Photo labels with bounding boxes

══════════

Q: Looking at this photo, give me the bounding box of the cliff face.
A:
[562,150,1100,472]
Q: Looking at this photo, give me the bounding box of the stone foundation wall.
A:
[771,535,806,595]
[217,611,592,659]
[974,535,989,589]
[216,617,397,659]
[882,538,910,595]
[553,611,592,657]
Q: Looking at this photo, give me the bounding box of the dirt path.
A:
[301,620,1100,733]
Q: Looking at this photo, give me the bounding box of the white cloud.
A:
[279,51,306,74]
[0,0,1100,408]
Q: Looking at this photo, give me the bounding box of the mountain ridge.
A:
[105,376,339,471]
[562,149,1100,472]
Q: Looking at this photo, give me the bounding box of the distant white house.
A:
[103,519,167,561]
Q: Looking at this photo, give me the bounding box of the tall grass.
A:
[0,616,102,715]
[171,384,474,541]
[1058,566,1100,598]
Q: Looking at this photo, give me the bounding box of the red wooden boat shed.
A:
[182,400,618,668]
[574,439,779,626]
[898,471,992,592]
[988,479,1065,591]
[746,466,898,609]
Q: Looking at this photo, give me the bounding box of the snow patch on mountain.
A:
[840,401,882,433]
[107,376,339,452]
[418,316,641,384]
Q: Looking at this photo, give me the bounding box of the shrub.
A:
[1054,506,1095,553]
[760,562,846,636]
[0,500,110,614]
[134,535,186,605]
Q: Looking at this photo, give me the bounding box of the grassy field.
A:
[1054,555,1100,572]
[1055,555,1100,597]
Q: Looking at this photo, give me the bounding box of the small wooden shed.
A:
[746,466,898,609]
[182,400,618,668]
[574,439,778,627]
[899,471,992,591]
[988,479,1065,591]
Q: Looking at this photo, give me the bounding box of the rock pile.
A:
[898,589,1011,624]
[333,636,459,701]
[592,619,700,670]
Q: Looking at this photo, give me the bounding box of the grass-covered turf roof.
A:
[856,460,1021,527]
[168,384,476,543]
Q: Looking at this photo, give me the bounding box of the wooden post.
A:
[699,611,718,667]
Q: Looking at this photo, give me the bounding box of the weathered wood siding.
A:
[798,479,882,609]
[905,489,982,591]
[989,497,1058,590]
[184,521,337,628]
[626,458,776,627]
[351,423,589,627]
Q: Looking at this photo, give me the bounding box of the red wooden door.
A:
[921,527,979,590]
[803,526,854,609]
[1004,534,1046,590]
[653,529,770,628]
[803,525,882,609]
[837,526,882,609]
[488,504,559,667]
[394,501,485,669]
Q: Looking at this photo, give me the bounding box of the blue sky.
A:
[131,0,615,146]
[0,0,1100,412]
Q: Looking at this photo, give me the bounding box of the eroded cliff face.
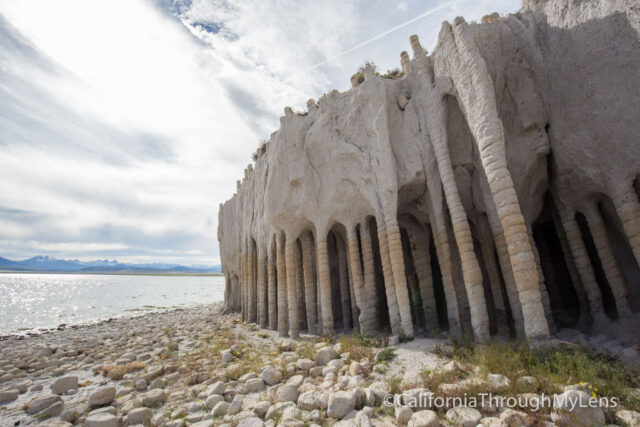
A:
[218,0,640,342]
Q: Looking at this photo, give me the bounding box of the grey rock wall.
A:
[218,0,640,342]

══════════

GIVEN EXERCISE
Reproduce verbatim every line of the listing from its first line through the line containing "[103,519,167,561]", both ends included.

WRITTEN RESPONSE
Q: Looking at this photo, give me the bounding box of the cliff face.
A:
[562,150,1100,472]
Q: Looking at this photo, give me the bounding box of the stone foundation wall.
A:
[771,535,806,595]
[217,611,592,659]
[974,535,989,589]
[216,617,397,659]
[882,538,910,595]
[553,611,592,657]
Q: Looking at this photo, give me the bounding box of the dirt path.
A:
[301,620,1100,733]
Q: Looking at this photo, give me the bounding box of the white cloud.
A:
[279,51,306,74]
[0,0,1100,408]
Q: Looking at this photo, give me the bounding box of the mountain ridge.
A:
[105,376,339,471]
[562,149,1100,472]
Q: Looking at this photo, give me the bounding box of the distant white house.
A:
[103,519,167,561]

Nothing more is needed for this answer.